> _Labeling and segmentation records_:
----
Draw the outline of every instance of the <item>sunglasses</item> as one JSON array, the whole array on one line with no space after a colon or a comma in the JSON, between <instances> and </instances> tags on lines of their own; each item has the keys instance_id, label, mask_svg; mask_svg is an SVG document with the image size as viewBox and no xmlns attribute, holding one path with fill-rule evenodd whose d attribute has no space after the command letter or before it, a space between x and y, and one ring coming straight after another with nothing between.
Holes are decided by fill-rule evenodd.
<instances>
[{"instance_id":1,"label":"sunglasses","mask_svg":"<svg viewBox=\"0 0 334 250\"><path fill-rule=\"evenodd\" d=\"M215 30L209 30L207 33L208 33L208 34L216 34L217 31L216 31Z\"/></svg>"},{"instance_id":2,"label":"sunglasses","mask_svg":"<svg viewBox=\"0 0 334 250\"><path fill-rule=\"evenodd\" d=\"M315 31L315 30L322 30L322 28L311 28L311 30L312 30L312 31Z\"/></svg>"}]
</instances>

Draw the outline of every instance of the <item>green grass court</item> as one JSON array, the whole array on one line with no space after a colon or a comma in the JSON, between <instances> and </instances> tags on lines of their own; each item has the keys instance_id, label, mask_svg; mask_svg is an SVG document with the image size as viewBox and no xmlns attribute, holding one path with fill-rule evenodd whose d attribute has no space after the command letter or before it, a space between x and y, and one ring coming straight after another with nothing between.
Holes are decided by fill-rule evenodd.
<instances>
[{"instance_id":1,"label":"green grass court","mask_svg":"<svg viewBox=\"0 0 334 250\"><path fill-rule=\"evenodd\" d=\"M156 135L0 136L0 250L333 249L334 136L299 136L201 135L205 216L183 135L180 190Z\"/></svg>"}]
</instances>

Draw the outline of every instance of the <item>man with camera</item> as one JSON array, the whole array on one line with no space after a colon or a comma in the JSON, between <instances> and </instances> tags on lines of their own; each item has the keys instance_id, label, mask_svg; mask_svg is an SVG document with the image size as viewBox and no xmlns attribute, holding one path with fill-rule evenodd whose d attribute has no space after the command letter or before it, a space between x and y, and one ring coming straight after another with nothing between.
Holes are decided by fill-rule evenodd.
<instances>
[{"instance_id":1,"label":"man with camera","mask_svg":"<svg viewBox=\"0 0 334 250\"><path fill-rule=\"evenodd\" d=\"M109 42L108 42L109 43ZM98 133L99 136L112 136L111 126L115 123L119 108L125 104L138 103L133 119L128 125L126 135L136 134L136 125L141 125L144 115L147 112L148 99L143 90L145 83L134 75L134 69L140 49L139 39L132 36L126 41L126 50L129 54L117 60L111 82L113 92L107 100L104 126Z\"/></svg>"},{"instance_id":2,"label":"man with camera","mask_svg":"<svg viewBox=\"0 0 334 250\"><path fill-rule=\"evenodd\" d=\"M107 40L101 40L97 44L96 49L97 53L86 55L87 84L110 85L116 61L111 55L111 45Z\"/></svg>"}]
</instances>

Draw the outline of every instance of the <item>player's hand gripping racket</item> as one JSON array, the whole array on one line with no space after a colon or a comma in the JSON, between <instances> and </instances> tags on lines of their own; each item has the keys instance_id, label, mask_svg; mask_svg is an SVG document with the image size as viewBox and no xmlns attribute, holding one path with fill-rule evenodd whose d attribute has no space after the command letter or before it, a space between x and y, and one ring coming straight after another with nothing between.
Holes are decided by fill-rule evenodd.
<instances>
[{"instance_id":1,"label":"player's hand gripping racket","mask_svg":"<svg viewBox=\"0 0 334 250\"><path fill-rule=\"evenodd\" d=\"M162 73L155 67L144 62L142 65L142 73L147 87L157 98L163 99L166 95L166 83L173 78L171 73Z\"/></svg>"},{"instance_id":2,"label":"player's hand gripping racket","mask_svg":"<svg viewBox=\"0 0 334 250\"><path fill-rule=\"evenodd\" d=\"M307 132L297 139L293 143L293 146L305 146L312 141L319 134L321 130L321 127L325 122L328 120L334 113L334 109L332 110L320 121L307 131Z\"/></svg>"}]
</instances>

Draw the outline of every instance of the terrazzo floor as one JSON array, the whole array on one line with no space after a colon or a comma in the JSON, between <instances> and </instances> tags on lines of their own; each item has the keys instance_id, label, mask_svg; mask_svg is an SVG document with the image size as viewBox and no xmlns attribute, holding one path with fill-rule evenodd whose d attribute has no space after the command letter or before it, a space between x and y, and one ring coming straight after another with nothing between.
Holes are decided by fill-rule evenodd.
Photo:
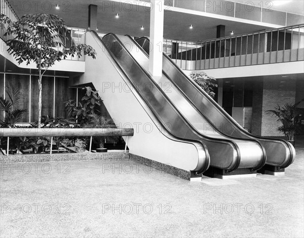
<instances>
[{"instance_id":1,"label":"terrazzo floor","mask_svg":"<svg viewBox=\"0 0 304 238\"><path fill-rule=\"evenodd\" d=\"M284 176L201 182L130 160L2 165L0 237L303 237L296 150Z\"/></svg>"}]
</instances>

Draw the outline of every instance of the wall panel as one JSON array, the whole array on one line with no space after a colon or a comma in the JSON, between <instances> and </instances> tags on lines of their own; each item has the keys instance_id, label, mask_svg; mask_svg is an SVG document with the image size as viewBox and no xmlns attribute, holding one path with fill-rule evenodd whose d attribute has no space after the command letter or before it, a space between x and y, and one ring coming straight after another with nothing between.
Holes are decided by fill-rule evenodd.
<instances>
[{"instance_id":1,"label":"wall panel","mask_svg":"<svg viewBox=\"0 0 304 238\"><path fill-rule=\"evenodd\" d=\"M6 84L9 83L11 83L13 87L19 89L22 94L22 99L13 108L26 110L24 117L20 122L28 122L29 120L29 75L6 73Z\"/></svg>"},{"instance_id":2,"label":"wall panel","mask_svg":"<svg viewBox=\"0 0 304 238\"><path fill-rule=\"evenodd\" d=\"M38 78L32 76L31 93L31 121L38 120ZM54 77L44 76L42 79L42 115L53 116L54 103Z\"/></svg>"},{"instance_id":3,"label":"wall panel","mask_svg":"<svg viewBox=\"0 0 304 238\"><path fill-rule=\"evenodd\" d=\"M76 91L74 88L69 88L68 78L56 77L55 93L55 116L68 117L68 113L64 110L64 102L72 99L76 101Z\"/></svg>"}]
</instances>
----
> _DO THIS_: Print all entries exactly. The images do not belong in the copy.

> _SOLVED EXERCISE_:
Draw the outline of every instance of the <item>sunglasses</item> as one JSON array, the whole array on one line with no space after a colon or a comma in the JSON, between <instances> and </instances> tags on lines of their own; each item has the keys instance_id, label, mask_svg; mask_svg is an SVG document with the image size as viewBox and no xmlns attribute, holding one path with fill-rule evenodd whose d attribute has no space after the command letter or before it, a space between x and y, and one ring coming straight after another with nothing between.
Holes are decided by fill-rule evenodd.
<instances>
[{"instance_id":1,"label":"sunglasses","mask_svg":"<svg viewBox=\"0 0 334 250\"><path fill-rule=\"evenodd\" d=\"M215 30L209 30L207 33L208 33L208 34L216 34L217 31L216 31Z\"/></svg>"},{"instance_id":2,"label":"sunglasses","mask_svg":"<svg viewBox=\"0 0 334 250\"><path fill-rule=\"evenodd\" d=\"M315 31L315 30L322 30L322 28L311 28L311 30L312 30L312 31Z\"/></svg>"}]
</instances>

Draw the outline of every instance of the <item>green grass court</item> as one JSON array, the whole array on one line with no space after a colon or a comma in the JSON, between <instances> and </instances> tags on lines of their own; each item has the keys instance_id, label, mask_svg; mask_svg is an SVG document with the image size as viewBox and no xmlns attribute, holding one path with fill-rule evenodd whose d attribute has no space after the command letter or before it, a space between x and y, and one ring coming straight after another with nothing between.
Holes are decided by fill-rule evenodd.
<instances>
[{"instance_id":1,"label":"green grass court","mask_svg":"<svg viewBox=\"0 0 334 250\"><path fill-rule=\"evenodd\" d=\"M156 135L0 136L0 250L333 249L334 136L299 136L201 135L205 216L183 135L180 190Z\"/></svg>"}]
</instances>

Draw the outline of every instance of the <item>man with camera</item> as one JSON array, the whole array on one line with no space after a colon or a comma in the JSON, between <instances> and </instances> tags on lines of their own; each item has the keys instance_id, label, mask_svg; mask_svg is an SVG document with the image size as viewBox and no xmlns attribute, holding one path with fill-rule evenodd whose d attribute has no space after the command letter or before it, a space between x and y, and one ring coming straight after another with nothing between.
Holes are decided by fill-rule evenodd.
<instances>
[{"instance_id":1,"label":"man with camera","mask_svg":"<svg viewBox=\"0 0 334 250\"><path fill-rule=\"evenodd\" d=\"M109 42L108 42L109 43ZM98 133L99 136L112 136L111 126L115 123L119 108L125 104L138 103L133 119L128 125L126 135L136 134L136 125L141 125L144 115L147 112L148 99L143 90L145 83L134 75L134 69L140 49L139 39L132 36L126 41L126 50L129 54L117 60L111 82L113 92L107 100L104 126Z\"/></svg>"},{"instance_id":2,"label":"man with camera","mask_svg":"<svg viewBox=\"0 0 334 250\"><path fill-rule=\"evenodd\" d=\"M107 40L101 40L97 44L96 49L97 53L86 55L87 84L110 85L116 61L111 55L111 45Z\"/></svg>"}]
</instances>

Draw the outline of every instance of the <item>player's hand gripping racket</item> as one JSON array, the whole array on one line with no space after a colon or a comma in the JSON, between <instances> and </instances> tags on lines of their own; each item has the keys instance_id, label, mask_svg; mask_svg is an SVG document with the image size as viewBox and no xmlns attribute, holding one path with fill-rule evenodd whose d attribute has no space after the command letter or before it, a space between x and y, and one ring coming straight after another with nothing between.
Holes are decided by fill-rule evenodd.
<instances>
[{"instance_id":1,"label":"player's hand gripping racket","mask_svg":"<svg viewBox=\"0 0 334 250\"><path fill-rule=\"evenodd\" d=\"M162 73L155 67L144 62L142 65L142 73L147 87L157 98L163 99L166 95L166 83L173 78L171 73Z\"/></svg>"},{"instance_id":2,"label":"player's hand gripping racket","mask_svg":"<svg viewBox=\"0 0 334 250\"><path fill-rule=\"evenodd\" d=\"M307 132L297 139L293 143L293 146L305 146L312 141L319 134L321 130L321 127L325 122L328 120L334 113L334 109L332 110L320 121L307 131Z\"/></svg>"}]
</instances>

Draw the outline of every instance of the terrazzo floor as one JSON array, the whole array on one line with no space after a colon or a comma in the JSON, between <instances> and </instances> tags on lines of their own; each item has the keys instance_id, label, mask_svg; mask_svg is an SVG document with the image size as viewBox and no xmlns attribute, holding one path with fill-rule evenodd whose d attribute has no space after the command letter or before it, a space between x and y, and one ring coming straight after another with nothing between.
Holes are decided by fill-rule evenodd.
Photo:
<instances>
[{"instance_id":1,"label":"terrazzo floor","mask_svg":"<svg viewBox=\"0 0 304 238\"><path fill-rule=\"evenodd\" d=\"M284 176L201 182L130 160L2 165L0 237L303 237L296 150Z\"/></svg>"}]
</instances>

Draw the outline of every instance of the wall panel as one JSON array, the whole array on one line with no space after a colon or a comma in the JSON, between <instances> and </instances> tags on lines of their own; each item has the keys instance_id, label, mask_svg; mask_svg is an SVG document with the image size as viewBox and no xmlns attribute, holding one path with fill-rule evenodd whose d attribute has no space after the command letter or before it, a space between x and y, and one ring coming straight after another with nothing between.
Holes are decided by fill-rule evenodd.
<instances>
[{"instance_id":1,"label":"wall panel","mask_svg":"<svg viewBox=\"0 0 304 238\"><path fill-rule=\"evenodd\" d=\"M6 84L9 83L11 83L13 87L19 89L22 94L22 99L13 108L26 110L24 117L20 122L28 122L29 120L29 75L6 73Z\"/></svg>"},{"instance_id":2,"label":"wall panel","mask_svg":"<svg viewBox=\"0 0 304 238\"><path fill-rule=\"evenodd\" d=\"M38 78L32 76L31 93L31 121L38 120ZM54 77L44 76L42 79L42 115L53 116L54 103Z\"/></svg>"},{"instance_id":3,"label":"wall panel","mask_svg":"<svg viewBox=\"0 0 304 238\"><path fill-rule=\"evenodd\" d=\"M76 91L74 88L69 88L68 78L56 77L55 93L55 116L68 117L68 113L64 110L64 102L72 99L76 101Z\"/></svg>"}]
</instances>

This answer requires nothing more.